Task requirements:
Please list the four modules of Dialectical Behavior Therapy named in the text on evidence-based treatments below.

Text shown:
+-------+

Evidence Based Treatments

Whether you are in individual therapy, family therapy, group therapy, or some combination of the three, you will participate in a treatment approach that is evidence-based. Evidence-based treatments are interventions that have been shown, through clinical research, to be effective in reducing unwanted symptoms and increasing desired targets (coping, joy, interpersonal skills, etc). While each individual with an eating disorder is unique, the symptoms of eating disorders tend to be remarkably similar. And because these symptoms can be life threatening, they require a directed behavioral approach focused initially on decreasing symptoms. It is important to adapt, individualize, and implement evidence-based treatments depending on presenting goals, strengths, problems, treatment history, resources, and input. Members of your support team may be encouraged to participate in treatment whenever applicable and agreed upon. You will work collaboratively with your therapist to create a treatment plan and adjust as necessary throughout the course of treatment.

Cognitive Behavioral Therapy (CBT)

CBT has been considered the gold standard of treatment for binge eating disorder and bulimia nervosa. CBT involves changing behaviors, such as increasing regular, flexible eating and decreasing bingeing and purging. CBT also involves identifying distorted ways of thinking (all or nothing thinking, catastrophic thinking, judging and labeling) and practicing changing these thoughts to be more balanced and neutral. CBT results in full remission for about 50% of people seeking treatment, however, in more complex cases such as clients who present with multiple problems such as personality disorders, self-harm, or substance abuse, Dialectical Behavior Therapy may provide a more effective treatment.

Dialectical Behavior Therapy(DBT)

DBT is type of cognitive behavior therapy that integrates acceptance skills such as mindfulness and validation. DBT is based on a biospsychosocial model of emotion regulation which suggests that eating disordered behaviors are over-learned attempts to cope with dyregulated moods. DBT skills can be taught in an individual or group format. Skills are acquired, strengthened and generalized to the target situations through skills groups, in-session practice, phone-coaching and homework assignments. As a DBT therapist, I participate in a weekly DBT consultation team meeting with other DBT therapists. This helps create more effective treatment by reducing therapist burnout and adapting treatment plans based on consultation feedback. DBT consists of four modules Mindfulness, Emotion Regulation, Interpersonal Effectiveness, and Distress Tolerance.

Family Based Treatment:

Also known as The Maudsley Method, a hallmark of FBT is that the parent or support person is not seen as part of the problem, but essential in the recovery solution from Anorexia Nervosa. Caregivers are empowered to decrease the Anorexic  behaviors. This is a somewhat controversial treatment as the parents ultimately “take charge” of the adolescent/young adult’s eating. It helps to realize that Anorexia a life-threatening condition and food is the best medicine. Yet, food refusal is the main symptom of the disorder. Most parents would agree that if there child was suffering from a life threatening condition and the child was refusing a life-saving medication, they would find a way to get them to consume the required dose of the medication. It is also important that as eating disorders become more severe, often inpatient or residential treatment is sought out. At any eating disorder inpatient or residential facility, the treatment team takes over all aspects of eating – the meal plan, portion sizes, the eating schedule, etc. Thinking of eating disorder recovery in these ways can be helpful to understand the premise of Family Based Treatment.

+-------+

Provided records:
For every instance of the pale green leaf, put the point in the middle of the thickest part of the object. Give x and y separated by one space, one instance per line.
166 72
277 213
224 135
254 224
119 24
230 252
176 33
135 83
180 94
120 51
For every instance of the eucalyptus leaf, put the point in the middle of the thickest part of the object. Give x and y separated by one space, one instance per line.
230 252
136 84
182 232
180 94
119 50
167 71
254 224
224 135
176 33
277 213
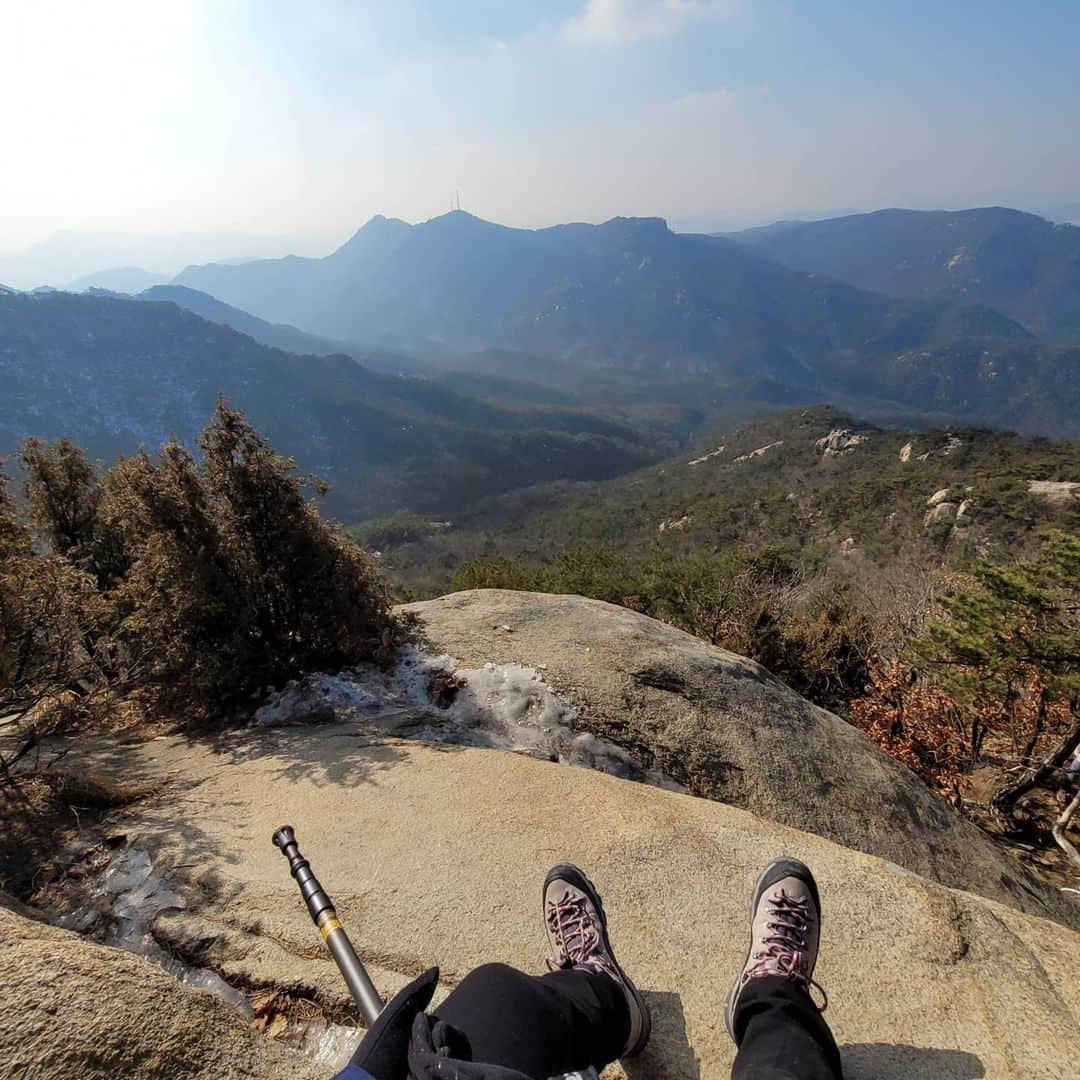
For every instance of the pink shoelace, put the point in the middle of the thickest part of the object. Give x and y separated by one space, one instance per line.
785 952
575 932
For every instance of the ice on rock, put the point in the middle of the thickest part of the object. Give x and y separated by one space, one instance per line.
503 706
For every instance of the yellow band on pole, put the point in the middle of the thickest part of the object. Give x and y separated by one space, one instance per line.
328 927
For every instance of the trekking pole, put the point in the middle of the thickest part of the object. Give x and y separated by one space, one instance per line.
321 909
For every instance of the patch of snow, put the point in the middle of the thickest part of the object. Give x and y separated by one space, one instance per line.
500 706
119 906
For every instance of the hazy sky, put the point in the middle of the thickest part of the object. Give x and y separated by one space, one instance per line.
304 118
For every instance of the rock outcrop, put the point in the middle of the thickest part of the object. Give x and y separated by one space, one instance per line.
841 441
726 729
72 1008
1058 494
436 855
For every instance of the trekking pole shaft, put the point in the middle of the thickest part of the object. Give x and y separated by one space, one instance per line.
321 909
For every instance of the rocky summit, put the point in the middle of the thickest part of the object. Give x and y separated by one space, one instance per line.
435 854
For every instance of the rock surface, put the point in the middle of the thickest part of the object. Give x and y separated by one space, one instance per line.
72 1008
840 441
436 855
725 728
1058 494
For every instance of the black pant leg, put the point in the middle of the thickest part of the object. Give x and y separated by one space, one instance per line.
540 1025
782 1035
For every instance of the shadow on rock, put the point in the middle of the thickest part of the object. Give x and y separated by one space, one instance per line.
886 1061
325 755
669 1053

+-------+

Problem solution:
Mindfulness, Emotion Regulation, Interpersonal Effectiveness, Distress Tolerance